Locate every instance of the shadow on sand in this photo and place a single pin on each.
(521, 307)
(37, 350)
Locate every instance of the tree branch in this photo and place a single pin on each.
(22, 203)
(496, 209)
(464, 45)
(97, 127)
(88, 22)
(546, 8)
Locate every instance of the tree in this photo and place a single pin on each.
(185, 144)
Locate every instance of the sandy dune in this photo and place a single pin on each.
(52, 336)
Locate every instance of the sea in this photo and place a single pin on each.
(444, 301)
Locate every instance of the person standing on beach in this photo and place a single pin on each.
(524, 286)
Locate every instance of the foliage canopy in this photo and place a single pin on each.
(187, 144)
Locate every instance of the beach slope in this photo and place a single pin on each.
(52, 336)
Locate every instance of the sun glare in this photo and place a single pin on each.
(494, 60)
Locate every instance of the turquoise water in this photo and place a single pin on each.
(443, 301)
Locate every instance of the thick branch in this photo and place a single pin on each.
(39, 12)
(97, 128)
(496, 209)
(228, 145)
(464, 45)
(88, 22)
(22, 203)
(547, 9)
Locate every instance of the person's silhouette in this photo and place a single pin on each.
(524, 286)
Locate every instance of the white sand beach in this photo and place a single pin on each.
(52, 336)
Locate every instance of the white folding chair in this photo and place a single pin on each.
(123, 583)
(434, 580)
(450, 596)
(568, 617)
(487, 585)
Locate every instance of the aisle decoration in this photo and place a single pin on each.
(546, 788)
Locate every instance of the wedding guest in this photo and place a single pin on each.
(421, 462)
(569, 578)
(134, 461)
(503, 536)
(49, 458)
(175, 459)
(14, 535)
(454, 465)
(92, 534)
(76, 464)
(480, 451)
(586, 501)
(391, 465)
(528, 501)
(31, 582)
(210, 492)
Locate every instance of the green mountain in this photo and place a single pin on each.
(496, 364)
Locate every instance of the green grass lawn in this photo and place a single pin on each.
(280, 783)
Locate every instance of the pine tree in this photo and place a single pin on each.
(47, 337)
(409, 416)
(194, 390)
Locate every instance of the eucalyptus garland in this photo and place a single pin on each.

What you will do.
Rewrite the lines above as a numbered list, omitting any blank lines.

Exercise solution.
1. Locate every instance of the shadow on sand in this photo and place a single pin on each.
2. (521, 307)
3. (37, 350)
4. Locate every instance of the tree branch in this photo and place a single pin on each.
5. (22, 203)
6. (496, 209)
7. (464, 45)
8. (97, 127)
9. (88, 22)
10. (546, 8)
11. Locate every instance of the tree in this photo and place a single pin on each.
12. (185, 144)
13. Locate every instance of the sandy dune in this photo and place a single pin on each.
14. (52, 336)
15. Locate every instance of the sea in this photo and place a single pin on each.
16. (444, 301)
17. Locate every instance of the person standing on beach in this photo and place a single pin on each.
18. (524, 286)
19. Locate every instance of the foliage canopy in this photo and place a single pin on each.
20. (187, 144)
21. Locate every instance of the beach slope in this photo and place a single pin on each.
22. (52, 336)
23. Locate every instance of the sun glare in this photo and place a single pin on each.
24. (494, 60)
25. Locate every instance of the turquoise water in this photo and place a single pin on each.
26. (443, 301)
27. Locate every instance of the thick branch in this photo and place a single pin on each.
28. (39, 12)
29. (97, 128)
30. (496, 209)
31. (228, 145)
32. (464, 45)
33. (88, 22)
34. (22, 203)
35. (547, 9)
36. Locate every instance of the person's silhouette in this photo and place a single pin on each.
37. (524, 286)
38. Locate every instance of the white sand beach in this photo and place a single pin on each.
39. (52, 336)
40. Locate every instance of the white folding chair in this photo and place a single pin on each.
41. (123, 583)
42. (434, 580)
43. (450, 596)
44. (568, 617)
45. (487, 585)
46. Locate every instance of the aisle decoration in this photo and place a single pin on each.
47. (546, 788)
48. Locate every instance of the wedding guest in this photo and place a single pin on each.
49. (421, 462)
50. (569, 578)
51. (134, 461)
52. (503, 536)
53. (49, 458)
54. (175, 459)
55. (14, 535)
56. (454, 465)
57. (92, 534)
58. (76, 464)
59. (480, 451)
60. (586, 501)
61. (391, 465)
62. (528, 501)
63. (31, 582)
64. (210, 492)
65. Locate every instance of the green mountain in this photo and place a single pin on each.
66. (496, 364)
67. Locate every instance of the green grass lawn in this photo and place a single pin on each.
68. (280, 783)
69. Locate every instance of the pine tree in this photo and place a single pin on each.
70. (47, 337)
71. (409, 416)
72. (194, 390)
73. Locate every instance of the eucalyptus garland in this photo and place a single pin on each.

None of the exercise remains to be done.